Dataset excerpt:
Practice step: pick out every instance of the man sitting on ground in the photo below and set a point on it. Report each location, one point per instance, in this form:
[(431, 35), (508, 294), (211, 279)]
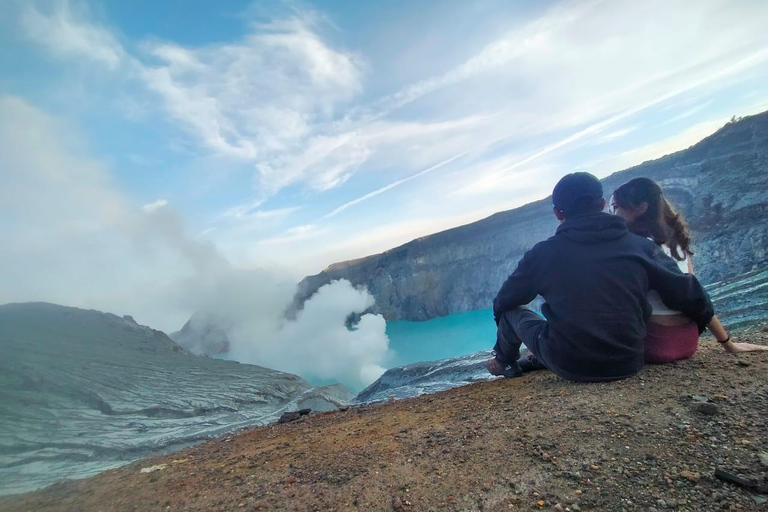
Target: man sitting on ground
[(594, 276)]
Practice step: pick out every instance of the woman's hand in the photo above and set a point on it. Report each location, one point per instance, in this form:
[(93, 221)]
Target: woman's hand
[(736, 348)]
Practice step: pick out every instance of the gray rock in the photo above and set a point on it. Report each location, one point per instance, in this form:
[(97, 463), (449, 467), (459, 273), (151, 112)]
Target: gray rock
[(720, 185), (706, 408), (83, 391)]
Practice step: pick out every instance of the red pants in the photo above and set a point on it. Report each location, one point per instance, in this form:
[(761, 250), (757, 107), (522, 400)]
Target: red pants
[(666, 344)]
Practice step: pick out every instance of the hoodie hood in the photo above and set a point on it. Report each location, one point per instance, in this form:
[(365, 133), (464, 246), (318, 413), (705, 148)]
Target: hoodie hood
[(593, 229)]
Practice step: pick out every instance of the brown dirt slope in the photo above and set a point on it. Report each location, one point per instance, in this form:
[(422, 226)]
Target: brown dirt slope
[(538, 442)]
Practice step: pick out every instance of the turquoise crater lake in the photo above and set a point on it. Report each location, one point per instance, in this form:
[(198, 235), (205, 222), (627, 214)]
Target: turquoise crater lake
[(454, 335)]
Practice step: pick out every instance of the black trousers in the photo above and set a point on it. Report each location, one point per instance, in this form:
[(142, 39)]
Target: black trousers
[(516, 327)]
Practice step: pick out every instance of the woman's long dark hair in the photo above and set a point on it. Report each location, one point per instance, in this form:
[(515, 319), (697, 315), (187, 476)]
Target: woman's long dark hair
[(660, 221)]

--

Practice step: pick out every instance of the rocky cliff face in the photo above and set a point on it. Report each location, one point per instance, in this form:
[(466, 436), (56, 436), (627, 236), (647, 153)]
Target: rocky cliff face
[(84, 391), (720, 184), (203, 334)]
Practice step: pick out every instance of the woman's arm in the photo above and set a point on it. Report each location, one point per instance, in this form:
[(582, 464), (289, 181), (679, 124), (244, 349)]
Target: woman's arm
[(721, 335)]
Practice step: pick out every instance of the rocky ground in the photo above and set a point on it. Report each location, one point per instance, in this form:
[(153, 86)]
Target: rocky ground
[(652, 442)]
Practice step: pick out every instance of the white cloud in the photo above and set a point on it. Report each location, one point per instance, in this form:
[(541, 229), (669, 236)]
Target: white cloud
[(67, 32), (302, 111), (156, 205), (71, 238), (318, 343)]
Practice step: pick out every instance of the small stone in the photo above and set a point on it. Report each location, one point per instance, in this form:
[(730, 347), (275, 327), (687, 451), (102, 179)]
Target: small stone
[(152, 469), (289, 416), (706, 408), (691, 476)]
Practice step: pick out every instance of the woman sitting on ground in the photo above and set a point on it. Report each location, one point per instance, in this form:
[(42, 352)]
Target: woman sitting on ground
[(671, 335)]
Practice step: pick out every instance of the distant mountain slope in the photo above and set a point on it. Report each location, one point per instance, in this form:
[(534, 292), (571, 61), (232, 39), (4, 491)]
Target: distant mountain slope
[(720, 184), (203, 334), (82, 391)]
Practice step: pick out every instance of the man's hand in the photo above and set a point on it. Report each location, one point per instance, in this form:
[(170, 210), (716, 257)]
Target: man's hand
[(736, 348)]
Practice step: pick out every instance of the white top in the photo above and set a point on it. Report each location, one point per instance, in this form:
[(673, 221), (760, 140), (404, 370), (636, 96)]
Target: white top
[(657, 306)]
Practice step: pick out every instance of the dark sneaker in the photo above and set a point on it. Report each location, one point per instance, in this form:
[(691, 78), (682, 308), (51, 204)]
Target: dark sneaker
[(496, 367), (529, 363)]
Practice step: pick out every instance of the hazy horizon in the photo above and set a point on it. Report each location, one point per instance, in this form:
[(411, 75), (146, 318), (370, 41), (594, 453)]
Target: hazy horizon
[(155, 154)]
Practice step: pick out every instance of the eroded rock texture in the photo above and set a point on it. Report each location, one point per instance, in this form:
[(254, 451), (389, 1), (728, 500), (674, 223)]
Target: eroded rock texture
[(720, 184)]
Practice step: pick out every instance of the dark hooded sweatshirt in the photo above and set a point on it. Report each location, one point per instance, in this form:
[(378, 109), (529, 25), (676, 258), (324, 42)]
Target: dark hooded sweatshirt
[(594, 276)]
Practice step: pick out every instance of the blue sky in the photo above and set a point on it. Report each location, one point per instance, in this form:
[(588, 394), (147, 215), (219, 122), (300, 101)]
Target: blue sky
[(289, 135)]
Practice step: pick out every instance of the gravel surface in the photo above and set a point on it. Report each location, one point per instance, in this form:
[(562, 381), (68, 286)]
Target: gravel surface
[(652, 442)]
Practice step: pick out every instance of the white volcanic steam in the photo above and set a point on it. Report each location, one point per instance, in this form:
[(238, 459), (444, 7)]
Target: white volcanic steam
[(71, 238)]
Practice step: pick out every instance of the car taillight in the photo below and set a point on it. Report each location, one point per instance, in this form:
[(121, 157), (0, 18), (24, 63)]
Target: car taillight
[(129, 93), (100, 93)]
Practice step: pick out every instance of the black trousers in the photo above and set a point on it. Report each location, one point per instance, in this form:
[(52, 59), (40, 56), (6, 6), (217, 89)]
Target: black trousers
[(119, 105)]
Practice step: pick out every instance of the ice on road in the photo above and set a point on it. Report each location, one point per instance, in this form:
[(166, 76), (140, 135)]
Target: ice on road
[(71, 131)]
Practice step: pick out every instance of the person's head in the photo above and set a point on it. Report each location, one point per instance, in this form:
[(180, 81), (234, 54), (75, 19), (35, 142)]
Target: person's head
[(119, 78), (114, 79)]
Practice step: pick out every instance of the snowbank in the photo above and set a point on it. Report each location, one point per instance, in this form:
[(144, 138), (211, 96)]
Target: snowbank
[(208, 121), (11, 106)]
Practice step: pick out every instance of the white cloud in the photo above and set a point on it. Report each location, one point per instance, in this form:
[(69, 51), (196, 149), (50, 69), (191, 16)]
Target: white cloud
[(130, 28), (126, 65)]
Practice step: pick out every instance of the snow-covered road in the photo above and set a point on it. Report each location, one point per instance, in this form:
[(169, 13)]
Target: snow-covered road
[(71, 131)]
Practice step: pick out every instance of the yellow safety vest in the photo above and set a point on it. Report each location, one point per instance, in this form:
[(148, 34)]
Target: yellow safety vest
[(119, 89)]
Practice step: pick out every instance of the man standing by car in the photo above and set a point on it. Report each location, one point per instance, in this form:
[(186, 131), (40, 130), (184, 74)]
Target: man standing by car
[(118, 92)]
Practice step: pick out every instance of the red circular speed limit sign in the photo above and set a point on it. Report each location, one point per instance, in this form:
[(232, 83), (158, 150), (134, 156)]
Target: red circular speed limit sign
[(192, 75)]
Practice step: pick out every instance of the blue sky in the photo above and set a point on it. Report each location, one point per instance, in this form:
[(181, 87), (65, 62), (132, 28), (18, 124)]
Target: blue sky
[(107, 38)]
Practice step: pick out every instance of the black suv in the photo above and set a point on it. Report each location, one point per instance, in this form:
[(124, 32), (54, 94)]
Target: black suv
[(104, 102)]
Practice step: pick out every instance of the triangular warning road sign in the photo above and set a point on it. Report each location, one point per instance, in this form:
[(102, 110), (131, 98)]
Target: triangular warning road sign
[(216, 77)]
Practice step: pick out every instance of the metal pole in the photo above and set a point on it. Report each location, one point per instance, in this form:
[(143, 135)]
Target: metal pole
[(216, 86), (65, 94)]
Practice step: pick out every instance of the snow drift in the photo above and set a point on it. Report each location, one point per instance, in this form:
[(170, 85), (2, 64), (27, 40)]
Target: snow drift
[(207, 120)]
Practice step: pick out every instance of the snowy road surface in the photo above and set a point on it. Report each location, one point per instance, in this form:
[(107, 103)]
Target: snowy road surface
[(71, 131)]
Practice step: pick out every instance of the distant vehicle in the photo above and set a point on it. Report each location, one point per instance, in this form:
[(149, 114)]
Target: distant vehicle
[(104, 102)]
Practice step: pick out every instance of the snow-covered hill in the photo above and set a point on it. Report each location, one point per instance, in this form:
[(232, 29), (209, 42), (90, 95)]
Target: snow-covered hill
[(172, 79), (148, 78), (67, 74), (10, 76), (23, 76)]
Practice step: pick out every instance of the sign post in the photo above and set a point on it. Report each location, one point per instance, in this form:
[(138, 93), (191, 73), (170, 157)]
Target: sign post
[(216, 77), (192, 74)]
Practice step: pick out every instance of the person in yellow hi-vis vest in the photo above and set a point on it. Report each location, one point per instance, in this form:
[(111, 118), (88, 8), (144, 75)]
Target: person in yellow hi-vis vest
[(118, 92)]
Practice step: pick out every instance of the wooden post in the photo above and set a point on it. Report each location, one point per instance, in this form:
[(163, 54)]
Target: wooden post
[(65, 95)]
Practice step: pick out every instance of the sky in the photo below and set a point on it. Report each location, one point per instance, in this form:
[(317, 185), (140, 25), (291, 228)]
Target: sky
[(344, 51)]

...

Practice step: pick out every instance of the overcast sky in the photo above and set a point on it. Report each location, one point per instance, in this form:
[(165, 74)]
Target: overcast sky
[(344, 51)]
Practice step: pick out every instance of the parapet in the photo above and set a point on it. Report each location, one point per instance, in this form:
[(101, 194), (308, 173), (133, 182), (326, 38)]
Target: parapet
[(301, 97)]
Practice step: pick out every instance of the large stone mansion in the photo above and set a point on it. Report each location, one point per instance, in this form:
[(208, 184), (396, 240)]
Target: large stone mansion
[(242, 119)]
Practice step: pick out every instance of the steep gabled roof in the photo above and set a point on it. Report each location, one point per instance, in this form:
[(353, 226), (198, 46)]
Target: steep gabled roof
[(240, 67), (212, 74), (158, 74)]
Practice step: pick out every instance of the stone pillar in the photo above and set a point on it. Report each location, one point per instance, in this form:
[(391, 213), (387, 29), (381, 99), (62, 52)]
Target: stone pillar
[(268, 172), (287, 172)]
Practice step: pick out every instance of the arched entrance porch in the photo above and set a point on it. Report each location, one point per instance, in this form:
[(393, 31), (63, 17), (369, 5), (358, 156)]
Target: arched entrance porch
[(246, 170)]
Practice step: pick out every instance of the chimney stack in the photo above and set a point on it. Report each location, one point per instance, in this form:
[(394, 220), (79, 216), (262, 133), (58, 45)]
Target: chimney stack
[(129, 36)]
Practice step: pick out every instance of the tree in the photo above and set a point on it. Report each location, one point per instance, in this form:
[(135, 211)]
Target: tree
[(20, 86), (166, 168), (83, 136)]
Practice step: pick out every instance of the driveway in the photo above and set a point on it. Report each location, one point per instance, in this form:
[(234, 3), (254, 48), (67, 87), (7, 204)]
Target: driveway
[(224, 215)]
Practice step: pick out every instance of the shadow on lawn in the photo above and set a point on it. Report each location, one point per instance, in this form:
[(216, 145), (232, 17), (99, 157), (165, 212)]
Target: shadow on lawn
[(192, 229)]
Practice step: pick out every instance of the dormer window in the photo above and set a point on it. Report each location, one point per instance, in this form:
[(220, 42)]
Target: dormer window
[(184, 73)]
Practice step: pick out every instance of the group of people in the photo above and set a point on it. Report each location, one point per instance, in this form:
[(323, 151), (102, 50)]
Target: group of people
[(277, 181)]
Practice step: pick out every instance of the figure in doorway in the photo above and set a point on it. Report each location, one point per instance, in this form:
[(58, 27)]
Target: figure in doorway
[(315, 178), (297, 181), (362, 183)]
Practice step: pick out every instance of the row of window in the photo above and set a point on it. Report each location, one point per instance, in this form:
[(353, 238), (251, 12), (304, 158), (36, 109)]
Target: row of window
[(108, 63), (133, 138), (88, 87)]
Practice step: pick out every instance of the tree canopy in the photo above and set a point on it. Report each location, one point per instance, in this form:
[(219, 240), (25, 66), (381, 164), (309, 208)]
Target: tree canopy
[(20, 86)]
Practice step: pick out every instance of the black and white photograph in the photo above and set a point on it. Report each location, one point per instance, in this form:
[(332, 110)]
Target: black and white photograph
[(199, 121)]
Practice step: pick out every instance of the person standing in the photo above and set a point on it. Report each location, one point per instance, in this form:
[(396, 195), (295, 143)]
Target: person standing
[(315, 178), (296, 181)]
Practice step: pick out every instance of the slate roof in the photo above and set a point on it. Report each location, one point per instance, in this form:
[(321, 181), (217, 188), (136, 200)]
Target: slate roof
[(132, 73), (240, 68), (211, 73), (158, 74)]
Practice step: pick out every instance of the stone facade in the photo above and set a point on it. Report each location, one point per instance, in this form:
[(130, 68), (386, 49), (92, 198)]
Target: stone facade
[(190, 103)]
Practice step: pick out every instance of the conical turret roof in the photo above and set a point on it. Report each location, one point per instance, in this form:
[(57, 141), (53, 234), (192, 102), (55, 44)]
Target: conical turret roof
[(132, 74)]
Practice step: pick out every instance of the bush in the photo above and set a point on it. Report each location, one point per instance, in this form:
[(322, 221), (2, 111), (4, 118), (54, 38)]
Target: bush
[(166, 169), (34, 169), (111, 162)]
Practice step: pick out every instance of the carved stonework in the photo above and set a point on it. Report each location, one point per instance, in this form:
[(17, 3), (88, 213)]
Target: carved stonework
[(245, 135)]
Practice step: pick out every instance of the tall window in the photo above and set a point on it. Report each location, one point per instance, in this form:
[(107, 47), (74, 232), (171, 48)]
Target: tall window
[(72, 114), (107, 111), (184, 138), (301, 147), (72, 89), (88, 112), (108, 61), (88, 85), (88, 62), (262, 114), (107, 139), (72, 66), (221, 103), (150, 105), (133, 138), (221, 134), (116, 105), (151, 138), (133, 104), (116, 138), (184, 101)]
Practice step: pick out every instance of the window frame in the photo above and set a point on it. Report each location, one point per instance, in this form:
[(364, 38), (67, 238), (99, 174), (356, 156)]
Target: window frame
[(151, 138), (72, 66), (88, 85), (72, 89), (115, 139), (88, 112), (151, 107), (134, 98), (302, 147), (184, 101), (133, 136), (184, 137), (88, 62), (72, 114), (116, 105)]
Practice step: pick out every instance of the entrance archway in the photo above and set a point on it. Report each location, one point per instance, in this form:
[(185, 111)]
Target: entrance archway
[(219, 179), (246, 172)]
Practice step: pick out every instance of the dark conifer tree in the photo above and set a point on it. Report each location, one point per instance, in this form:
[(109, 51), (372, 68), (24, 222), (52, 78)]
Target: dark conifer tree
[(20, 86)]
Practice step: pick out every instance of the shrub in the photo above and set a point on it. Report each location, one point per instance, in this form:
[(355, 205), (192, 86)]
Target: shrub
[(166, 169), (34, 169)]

WRITTEN TASK: Edit the items from the line with "Practice step: pick out every instance of the dormer" to the line with "[(132, 73), (240, 68), (211, 73), (158, 74)]", changing "set a point" to "place a point" and keeping everything else as it is. Give back only those lines.

COMPLETED EXERCISE:
Practice step: pick out every instance of the dormer window in the photo above and place a point on it. Report each location, one point per instance, in this form:
[(220, 42)]
Target: dormer window
[(184, 73)]
Practice step: pick out every instance of the group of people in the photo above and place a point on it. Report each location, one point per instance, in this form:
[(323, 151), (102, 50)]
Target: group of people
[(277, 181)]
Practice step: pick out every instance of the figure in doorway in the photo above and place a point on it. Report each location, one point per instance, in this form:
[(58, 27)]
Target: figure in doorway
[(315, 178), (297, 181), (362, 183)]
Practice step: pick out every instance of the row of window in the photo above and place a point on it. Report each location, one point per instance, in this form:
[(353, 238), (251, 12), (304, 158), (36, 109)]
Target: row of window
[(108, 63), (133, 138), (88, 87)]
Practice step: pick out every instance of the tree canopy in the photo above and place a point on it. Report each location, one point per instance, in this form:
[(219, 240), (25, 66), (381, 164), (309, 208)]
Target: tree canopy
[(20, 86)]
Practice step: pick out every instance of the black and white photograph in the photo above and place a point on it. Report each location, one point per instance, in this form:
[(332, 110)]
Target: black and white photograph
[(199, 121)]
Practice step: pick out every instance of the person standing in the photo above and place a point on it. Report each location, one point per instance, in this form:
[(396, 195), (295, 143)]
Target: person standing
[(315, 178), (296, 181)]
Practice step: pick out every instance of the slate roof in the photo above and place a point on it. Report each location, one point per instance, in this form:
[(321, 181), (217, 188), (136, 200)]
Target: slate roof
[(132, 73), (240, 68), (211, 73), (158, 74)]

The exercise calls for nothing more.